Source
* BEGIN *

I think I lost you on that one... I know we had the freak blizzard, and I have to imagine that it affected Canadian herds too, unless perhaps you guys keep yours in barns longer because it would be normal for you to still get heavy snows at that time of year??? So you would lose beef too, I think?

and then you're talking about rcalf and BSE and Alberta being impacted... I vaguely remember something about madcow, I didn't remember it was Alberta. I realize there are reasons for fraud and manipulating markets, spite and pure profit are two prime examples, but why would someone plant a madcow case on an Alberta ranch, and why would one cow sour the entire Alberta market?

I don't know that nafta is helping the US that much. it probably is safe to say all the havoc it would wreak according the nay-sayers hasn't happened yet, but overall I still don't see it as a beneficial thing.


----------



## cowboyhermit (Nov 10, 2012)

Dakine said:


> I think I lost you on that one... I know we had the freak blizzard, and I have to imagine that it affected Canadian herds too, unless perhaps you guys keep yours in barns longer because it would be normal for you to still get heavy snows at that time of year??? So you would lose beef too, I think?
> 
> and then you're talking about rcalf and BSE and Alberta being impacted... I vaguely remember something about madcow, I didn't remember it was Alberta. I realize there are reasons for fraud and manipulating markets, spite and pure profit are two prime examples, but why would someone plant a madcow case on an Alberta ranch, and why would one cow sour the entire Alberta market?
> 
> I don't know that nafta is helping the US that much. it probably is safe to say all the havoc it would wreak according the nay-sayers hasn't happened yet, but overall I still don't see it as a beneficial thing.


We don't keep our cows in barns, ever  The storm did not affect Canada significantly, certainly not Alberta.

A cow that was found to have BSE in Alberta just happened to be owned by an American. When one was found borders instantly snapped shut for Canadian beef, costing us millions and gaining millions for U.S producers.

Rcalf pushed the whole COOL (country of origin labeling) thing that has turned out to be a disaster for both U.S and some Canadian producers. I have nothing against a voluntary or even a mandatory labeling system but the way this was implemented was just bad in too many ways to get into.

Of course, I should let Tirediron speak for himself, just my take on what he was saying.


----------



## Dakine (Sep 4, 2012)

cowboyhermit said:


> We don't keep our cows in barns, ever  The storm did not affect Canada significantly, certainly not Alberta.
> 
> A cow that was found to have BSE in Alberta just happened to be owned by an American. When one was found borders instantly snapped shut for Canadian beef, costing us millions and gaining millions for U.S producers.
> 
> ...


Thank you very much for your answer, that certainly provides a lot of context. I look forward to Tiredirons reply too but if he browses the forum the way I do he may not notice the conversation continued. I tend to lose track of threads after they fall of the newest thread sidebar... I wish I could deep dive into more/all of them, but I just don't have the time


----------



## Toffee (Mar 13, 2012)

* END *

Dataset rows
* BEGIN *

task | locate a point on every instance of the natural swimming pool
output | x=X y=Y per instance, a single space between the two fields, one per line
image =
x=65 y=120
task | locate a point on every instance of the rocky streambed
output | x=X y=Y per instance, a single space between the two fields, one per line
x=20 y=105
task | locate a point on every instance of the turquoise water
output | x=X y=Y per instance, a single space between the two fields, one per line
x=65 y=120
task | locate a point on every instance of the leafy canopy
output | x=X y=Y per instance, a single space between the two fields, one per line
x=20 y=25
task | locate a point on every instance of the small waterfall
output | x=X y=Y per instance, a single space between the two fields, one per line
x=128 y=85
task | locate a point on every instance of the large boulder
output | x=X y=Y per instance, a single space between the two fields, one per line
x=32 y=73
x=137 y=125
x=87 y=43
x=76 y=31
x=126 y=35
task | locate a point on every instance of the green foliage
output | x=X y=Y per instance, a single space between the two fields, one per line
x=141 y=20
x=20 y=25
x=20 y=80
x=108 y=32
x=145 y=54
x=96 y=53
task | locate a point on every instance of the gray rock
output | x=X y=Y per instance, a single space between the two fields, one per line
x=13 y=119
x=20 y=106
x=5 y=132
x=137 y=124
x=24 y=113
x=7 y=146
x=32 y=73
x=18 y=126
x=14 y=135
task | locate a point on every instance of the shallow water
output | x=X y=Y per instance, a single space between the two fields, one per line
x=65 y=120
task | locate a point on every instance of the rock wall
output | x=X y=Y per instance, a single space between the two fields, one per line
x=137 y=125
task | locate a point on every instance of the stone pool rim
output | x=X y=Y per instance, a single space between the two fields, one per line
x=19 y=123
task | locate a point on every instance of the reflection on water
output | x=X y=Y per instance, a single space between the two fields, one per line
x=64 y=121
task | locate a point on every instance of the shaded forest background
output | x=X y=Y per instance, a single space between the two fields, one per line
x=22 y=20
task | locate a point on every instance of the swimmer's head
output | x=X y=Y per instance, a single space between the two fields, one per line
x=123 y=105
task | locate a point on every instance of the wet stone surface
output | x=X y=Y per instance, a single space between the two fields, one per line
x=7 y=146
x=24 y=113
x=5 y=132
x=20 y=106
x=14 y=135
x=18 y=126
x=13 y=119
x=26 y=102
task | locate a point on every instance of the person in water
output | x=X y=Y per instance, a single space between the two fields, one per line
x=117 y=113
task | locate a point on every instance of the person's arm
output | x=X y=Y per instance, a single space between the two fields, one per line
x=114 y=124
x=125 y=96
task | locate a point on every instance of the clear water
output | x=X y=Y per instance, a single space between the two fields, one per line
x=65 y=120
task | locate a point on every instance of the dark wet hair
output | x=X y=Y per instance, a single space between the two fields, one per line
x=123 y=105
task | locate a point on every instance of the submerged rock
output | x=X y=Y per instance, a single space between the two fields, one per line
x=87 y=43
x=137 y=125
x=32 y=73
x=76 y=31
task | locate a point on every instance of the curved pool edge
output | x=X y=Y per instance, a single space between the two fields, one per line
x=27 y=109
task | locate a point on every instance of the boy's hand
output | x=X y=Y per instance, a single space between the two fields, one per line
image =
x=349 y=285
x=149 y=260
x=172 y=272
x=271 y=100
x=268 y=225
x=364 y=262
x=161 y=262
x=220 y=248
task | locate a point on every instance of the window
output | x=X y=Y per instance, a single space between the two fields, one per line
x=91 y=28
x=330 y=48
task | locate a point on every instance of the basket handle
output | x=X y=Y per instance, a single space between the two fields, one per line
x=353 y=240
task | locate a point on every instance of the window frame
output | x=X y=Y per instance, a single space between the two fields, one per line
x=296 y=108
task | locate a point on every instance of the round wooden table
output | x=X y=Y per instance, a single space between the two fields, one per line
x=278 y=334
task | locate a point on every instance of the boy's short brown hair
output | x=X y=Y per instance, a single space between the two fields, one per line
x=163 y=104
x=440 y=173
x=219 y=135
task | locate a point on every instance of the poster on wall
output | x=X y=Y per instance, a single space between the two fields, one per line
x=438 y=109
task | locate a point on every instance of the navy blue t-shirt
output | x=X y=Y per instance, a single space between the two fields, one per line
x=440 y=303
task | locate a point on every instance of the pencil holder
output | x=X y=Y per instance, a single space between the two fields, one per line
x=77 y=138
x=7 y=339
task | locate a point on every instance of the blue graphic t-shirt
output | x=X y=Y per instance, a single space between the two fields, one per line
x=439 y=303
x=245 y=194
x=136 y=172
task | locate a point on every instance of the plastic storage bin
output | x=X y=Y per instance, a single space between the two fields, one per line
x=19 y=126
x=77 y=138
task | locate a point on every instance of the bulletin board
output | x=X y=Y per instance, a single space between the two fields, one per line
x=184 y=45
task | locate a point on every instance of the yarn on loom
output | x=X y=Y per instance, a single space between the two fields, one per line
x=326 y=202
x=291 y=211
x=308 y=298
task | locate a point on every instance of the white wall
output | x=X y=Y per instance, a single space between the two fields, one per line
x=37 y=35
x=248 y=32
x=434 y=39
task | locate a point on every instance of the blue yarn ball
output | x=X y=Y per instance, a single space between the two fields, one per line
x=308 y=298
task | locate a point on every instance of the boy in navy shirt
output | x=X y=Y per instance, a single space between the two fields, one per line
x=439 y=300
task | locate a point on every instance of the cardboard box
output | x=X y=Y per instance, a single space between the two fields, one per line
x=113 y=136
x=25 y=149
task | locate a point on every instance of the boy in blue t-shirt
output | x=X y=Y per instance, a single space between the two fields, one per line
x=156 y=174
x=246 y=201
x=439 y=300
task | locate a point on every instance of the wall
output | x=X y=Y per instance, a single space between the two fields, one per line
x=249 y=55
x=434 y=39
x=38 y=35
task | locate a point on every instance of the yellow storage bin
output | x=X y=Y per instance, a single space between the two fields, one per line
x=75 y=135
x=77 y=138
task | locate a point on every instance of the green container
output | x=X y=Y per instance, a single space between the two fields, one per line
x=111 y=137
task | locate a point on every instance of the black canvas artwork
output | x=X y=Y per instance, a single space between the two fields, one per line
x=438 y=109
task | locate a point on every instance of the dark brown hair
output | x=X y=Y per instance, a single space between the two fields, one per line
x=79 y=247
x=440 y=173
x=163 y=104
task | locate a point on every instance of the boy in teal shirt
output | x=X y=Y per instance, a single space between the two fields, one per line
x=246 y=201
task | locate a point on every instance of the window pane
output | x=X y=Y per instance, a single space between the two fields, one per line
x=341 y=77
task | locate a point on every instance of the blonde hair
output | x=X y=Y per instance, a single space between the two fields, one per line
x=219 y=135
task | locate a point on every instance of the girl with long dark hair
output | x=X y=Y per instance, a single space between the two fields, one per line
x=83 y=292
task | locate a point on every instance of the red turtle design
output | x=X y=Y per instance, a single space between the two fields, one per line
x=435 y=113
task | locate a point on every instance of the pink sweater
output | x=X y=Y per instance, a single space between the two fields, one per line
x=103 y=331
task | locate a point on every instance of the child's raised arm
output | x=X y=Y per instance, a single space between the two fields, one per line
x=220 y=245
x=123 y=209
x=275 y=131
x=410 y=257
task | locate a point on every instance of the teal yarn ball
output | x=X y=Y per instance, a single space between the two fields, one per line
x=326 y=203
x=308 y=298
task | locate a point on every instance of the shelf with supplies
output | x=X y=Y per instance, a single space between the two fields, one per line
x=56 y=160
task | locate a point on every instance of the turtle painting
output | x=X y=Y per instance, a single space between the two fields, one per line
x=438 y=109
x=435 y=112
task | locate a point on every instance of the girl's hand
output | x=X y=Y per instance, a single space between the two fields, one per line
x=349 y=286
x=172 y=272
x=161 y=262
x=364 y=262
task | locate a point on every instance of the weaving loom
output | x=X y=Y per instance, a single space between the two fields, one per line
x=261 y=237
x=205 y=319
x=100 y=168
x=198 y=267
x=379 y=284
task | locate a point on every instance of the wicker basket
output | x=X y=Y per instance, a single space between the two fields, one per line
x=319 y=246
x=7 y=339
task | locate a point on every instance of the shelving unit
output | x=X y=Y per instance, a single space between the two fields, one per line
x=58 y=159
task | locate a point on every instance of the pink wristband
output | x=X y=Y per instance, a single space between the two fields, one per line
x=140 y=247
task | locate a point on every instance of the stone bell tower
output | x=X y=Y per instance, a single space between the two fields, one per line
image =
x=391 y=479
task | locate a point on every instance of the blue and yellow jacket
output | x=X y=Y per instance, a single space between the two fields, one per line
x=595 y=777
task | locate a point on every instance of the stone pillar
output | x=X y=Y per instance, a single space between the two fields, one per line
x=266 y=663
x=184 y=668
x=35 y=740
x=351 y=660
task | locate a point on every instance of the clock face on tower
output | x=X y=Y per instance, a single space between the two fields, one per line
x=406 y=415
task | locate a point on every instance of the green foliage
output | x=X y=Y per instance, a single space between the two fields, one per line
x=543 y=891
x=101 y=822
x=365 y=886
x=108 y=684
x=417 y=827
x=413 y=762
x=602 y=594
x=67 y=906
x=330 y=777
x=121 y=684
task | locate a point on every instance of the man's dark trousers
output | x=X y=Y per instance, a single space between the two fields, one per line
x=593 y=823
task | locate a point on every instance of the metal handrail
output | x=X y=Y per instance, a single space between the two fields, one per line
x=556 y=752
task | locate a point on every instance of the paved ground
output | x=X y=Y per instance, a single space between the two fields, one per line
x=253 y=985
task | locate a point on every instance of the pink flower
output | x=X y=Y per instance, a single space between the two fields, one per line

* END *

Tasks to carry out
**A.** Print the section of the forum thread on Canadian beef and BSE that starts at the words "Rcalf pushed the" and ends after "to get into.".
**B.** Carry on the forum thread about BSE and the Canadian beef trade from the point where it stops.

Solved tasks
**A.**
Rcalf pushed the whole COOL (country of origin labeling) thing that has turned out to be a disaster for both U.S and some Canadian producers. I have nothing against a voluntary or even a mandatory labeling system but the way this was implemented was just bad in too many ways to get into.

**B.**
It surprises me that people don't notice these trends. My brother-in-law is manager of a meat department up here in Idaho. He gets calls all the time from people complaining about prices. Beef has had several issues making prices soar at the time that it is in highest demand. Then, everyone moves to pork as it is the next cheapest meat. Then, due to demand and whatever issues pork has prices rise. So, everyone moves to chicken and then, gasp! That goes up, too. Grrr has people calling wanting to pay less than $2 or $3 a pound for high quality bacon. They just don't get it.


----------



## Toffee (Mar 13, 2012)

Dakine said:


> Interesting! welcome from Kommiefornia and soon to hopefully be ID or a neighboring state.
> 
> I have no previous experience with Clem so I'm absolutely intrigued!


Where are you looking at buying? Been living in Idaho almost my whole life, except for a short time in Alaska and Portland.


----------



## Tirediron (Jul 12, 2010)

As per Cowboyhermits reply our market was devastated by the BSE event, it was in our area part of a perfect storm, the 2 previous years we had very little moisture and ranchers were really hurting anyway, take away our markets and it really sucked. 
As to storms, we have nasty storms lots, but we are used to them and so are our cattle, I like to try to have the first calf heifers where they can have shed access because they are usually bred to calve in February or early march, this year our whole herd is bread to calve early due to a bull swap deal. 

the last couple of years the calf prices have gotten back to reasonable for the producer, the retailer how ever has been gouging the consumer all along, Last fall we sent a prime steer to a really good quality abattoir, the price including what we would have gotten on the hoof came to less than $4.00 #, you can't buy ground beef for that price at a store. For years the price of regular ground beef was 125% of the hoof price. (a dressed beef nets about 50% of hoof weight)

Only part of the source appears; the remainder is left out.